• Passage provided

Mackintosh’s ability to instill truth was reflected in the Mackintosh home. His wife once overheard her son, Timothy (then about four years old), singing a hymn as he was swinging:

All my sins were laid upon Him,
Jesus bore them on the tree;
God who knew them laid them on Him,
And believing I am free.

Seizing the opportunity, she asked, “Timothy, have you laid your sins on Jesus?”

The young Mackintosh answered, “Why no, mother. God has already laid them on Him for me.”

After ceasing scholastic work, C.H.M. went to Dublin, where he began speaking in public. For many years he boldly stood forth in defense of the Gospel, and proclaimed the truth. When the Revival swept over Ireland in 1859-60, he was very active. That notable work of grace began in 1859 near Kells, County Antrim, among several young brethren, including Jeremiah Meneely. The movement spread far and wide, one of the first districts to be reached being near the town of Randalstown, County Antrim, where many were saved through the ministry of C. H. Mackintosh and a brother called Moore.

Afterwards, perhaps about 1860, a meeting was formed at a place called Groggan, two miles from Randalstown, in a little two-room house heated by a peat fire. When C.H.M. referred to those who were brought under conviction during the revival, besides speaking of them being saved, or converted, or born-again, he more often speaks of them being “stricken.” The conviction of sin which came upon the lost was overpowering. People collapsed, shook violently, or gasped for air, perhaps hyperventilating in their panic. Mackintosh labored to explain to his more squeamish fellow-Christians that when some people are saved, they are not always so polite about it. He contrasted the conversion experiences of Lydia and the jailer in Acts 16, noting how quietly Lydia appears to have drunk in Paul’s message, whereas the jailer’s experience was very dramatic. Both were saved, but in a very different manner.

Some account of his labors are found in the early volumes of Things New and Old. In volumes II, III, and IV there are articles such as The Awakening in Ulster, Narrative of a Recent Visit to Ireland, Signs of Revival, How Are the Converts of Last Year Standing? and The Work of God Among Children.

It is interesting that C.H.M. almost never refers to his own experiences, but almost always gives third person reports of the work. He was self-effacing in the extreme, and shunned anything he viewed as self-promotion. And in fact, as he would have wished it, no full biography has ever been undertaken. When he did not publish his articles anonymously, he used the initials, “C.H.M.” How different is the spirit of our age in which we find an author’s name on the book cover is often larger than the title!

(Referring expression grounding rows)
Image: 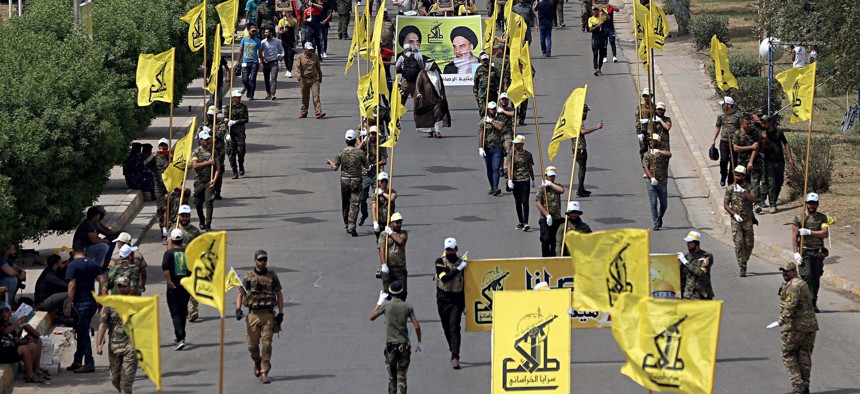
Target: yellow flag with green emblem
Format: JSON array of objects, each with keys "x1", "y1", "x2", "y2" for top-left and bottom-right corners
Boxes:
[
  {"x1": 548, "y1": 85, "x2": 588, "y2": 160},
  {"x1": 215, "y1": 0, "x2": 239, "y2": 45},
  {"x1": 776, "y1": 63, "x2": 818, "y2": 123},
  {"x1": 93, "y1": 293, "x2": 161, "y2": 392},
  {"x1": 179, "y1": 0, "x2": 206, "y2": 52},
  {"x1": 179, "y1": 231, "x2": 227, "y2": 316},
  {"x1": 161, "y1": 116, "x2": 197, "y2": 191},
  {"x1": 564, "y1": 229, "x2": 651, "y2": 312},
  {"x1": 608, "y1": 294, "x2": 723, "y2": 393},
  {"x1": 136, "y1": 48, "x2": 176, "y2": 107}
]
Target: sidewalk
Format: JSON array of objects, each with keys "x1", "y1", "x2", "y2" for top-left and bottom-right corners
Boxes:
[{"x1": 616, "y1": 0, "x2": 860, "y2": 295}]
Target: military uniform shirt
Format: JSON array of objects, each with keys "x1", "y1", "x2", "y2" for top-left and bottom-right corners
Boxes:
[
  {"x1": 334, "y1": 146, "x2": 368, "y2": 178},
  {"x1": 535, "y1": 185, "x2": 562, "y2": 220},
  {"x1": 794, "y1": 212, "x2": 830, "y2": 249},
  {"x1": 376, "y1": 298, "x2": 415, "y2": 343},
  {"x1": 513, "y1": 149, "x2": 535, "y2": 182}
]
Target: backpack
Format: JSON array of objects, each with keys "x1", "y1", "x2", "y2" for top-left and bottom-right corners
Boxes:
[{"x1": 402, "y1": 55, "x2": 421, "y2": 82}]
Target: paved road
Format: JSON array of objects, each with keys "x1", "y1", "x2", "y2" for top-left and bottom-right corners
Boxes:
[{"x1": 23, "y1": 3, "x2": 860, "y2": 393}]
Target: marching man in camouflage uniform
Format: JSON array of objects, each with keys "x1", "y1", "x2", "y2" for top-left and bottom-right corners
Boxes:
[
  {"x1": 767, "y1": 262, "x2": 818, "y2": 394},
  {"x1": 377, "y1": 212, "x2": 409, "y2": 301},
  {"x1": 325, "y1": 130, "x2": 370, "y2": 237},
  {"x1": 678, "y1": 231, "x2": 714, "y2": 300},
  {"x1": 236, "y1": 250, "x2": 284, "y2": 384},
  {"x1": 96, "y1": 276, "x2": 137, "y2": 394},
  {"x1": 791, "y1": 193, "x2": 830, "y2": 313},
  {"x1": 723, "y1": 165, "x2": 758, "y2": 278},
  {"x1": 225, "y1": 90, "x2": 248, "y2": 179}
]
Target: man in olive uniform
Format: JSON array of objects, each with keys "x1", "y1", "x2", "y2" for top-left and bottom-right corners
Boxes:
[
  {"x1": 555, "y1": 201, "x2": 591, "y2": 256},
  {"x1": 723, "y1": 165, "x2": 758, "y2": 278},
  {"x1": 325, "y1": 130, "x2": 370, "y2": 237},
  {"x1": 642, "y1": 133, "x2": 672, "y2": 231},
  {"x1": 767, "y1": 262, "x2": 818, "y2": 394},
  {"x1": 337, "y1": 0, "x2": 352, "y2": 40},
  {"x1": 376, "y1": 212, "x2": 409, "y2": 301},
  {"x1": 535, "y1": 166, "x2": 564, "y2": 257},
  {"x1": 96, "y1": 276, "x2": 137, "y2": 394},
  {"x1": 236, "y1": 250, "x2": 284, "y2": 383},
  {"x1": 225, "y1": 90, "x2": 248, "y2": 179},
  {"x1": 370, "y1": 281, "x2": 424, "y2": 394},
  {"x1": 791, "y1": 193, "x2": 830, "y2": 313},
  {"x1": 433, "y1": 237, "x2": 464, "y2": 369},
  {"x1": 678, "y1": 231, "x2": 714, "y2": 300},
  {"x1": 191, "y1": 127, "x2": 221, "y2": 231},
  {"x1": 711, "y1": 96, "x2": 745, "y2": 186},
  {"x1": 732, "y1": 115, "x2": 764, "y2": 213},
  {"x1": 472, "y1": 53, "x2": 499, "y2": 118},
  {"x1": 356, "y1": 126, "x2": 388, "y2": 226},
  {"x1": 370, "y1": 172, "x2": 397, "y2": 239}
]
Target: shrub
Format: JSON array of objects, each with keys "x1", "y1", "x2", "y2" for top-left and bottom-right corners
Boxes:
[
  {"x1": 785, "y1": 133, "x2": 833, "y2": 200},
  {"x1": 690, "y1": 15, "x2": 729, "y2": 51}
]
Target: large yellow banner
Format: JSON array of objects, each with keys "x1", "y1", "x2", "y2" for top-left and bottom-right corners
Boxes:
[
  {"x1": 463, "y1": 254, "x2": 681, "y2": 331},
  {"x1": 494, "y1": 290, "x2": 570, "y2": 393}
]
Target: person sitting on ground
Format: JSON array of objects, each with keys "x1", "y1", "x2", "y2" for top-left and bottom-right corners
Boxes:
[{"x1": 0, "y1": 304, "x2": 51, "y2": 383}]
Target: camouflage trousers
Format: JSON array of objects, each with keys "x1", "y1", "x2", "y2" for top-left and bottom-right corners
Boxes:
[
  {"x1": 108, "y1": 344, "x2": 137, "y2": 394},
  {"x1": 782, "y1": 330, "x2": 815, "y2": 388},
  {"x1": 340, "y1": 178, "x2": 361, "y2": 230},
  {"x1": 732, "y1": 220, "x2": 755, "y2": 268},
  {"x1": 384, "y1": 343, "x2": 412, "y2": 394},
  {"x1": 245, "y1": 309, "x2": 276, "y2": 374}
]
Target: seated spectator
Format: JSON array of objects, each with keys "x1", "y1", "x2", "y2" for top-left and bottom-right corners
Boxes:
[
  {"x1": 0, "y1": 304, "x2": 51, "y2": 383},
  {"x1": 34, "y1": 252, "x2": 71, "y2": 321}
]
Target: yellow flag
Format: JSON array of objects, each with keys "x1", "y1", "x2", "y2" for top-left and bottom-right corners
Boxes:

• Try it
From the passage about C.H. Mackintosh, copy out word for word the part starting at "Seizing the opportunity, she" and ending at "brother called Moore.". Rely only on the passage about C.H. Mackintosh, not the rows.

• Answer box
Seizing the opportunity, she asked, “Timothy, have you laid your sins on Jesus?”

The young Mackintosh answered, “Why no, mother. God has already laid them on Him for me.”

After ceasing scholastic work, C.H.M. went to Dublin, where he began speaking in public. For many years he boldly stood forth in defense of the Gospel, and proclaimed the truth. When the Revival swept over Ireland in 1859-60, he was very active. That notable work of grace began in 1859 near Kells, County Antrim, among several young brethren, including Jeremiah Meneely. The movement spread far and wide, one of the first districts to be reached being near the town of Randalstown, County Antrim, where many were saved through the ministry of C. H. Mackintosh and a brother called Moore.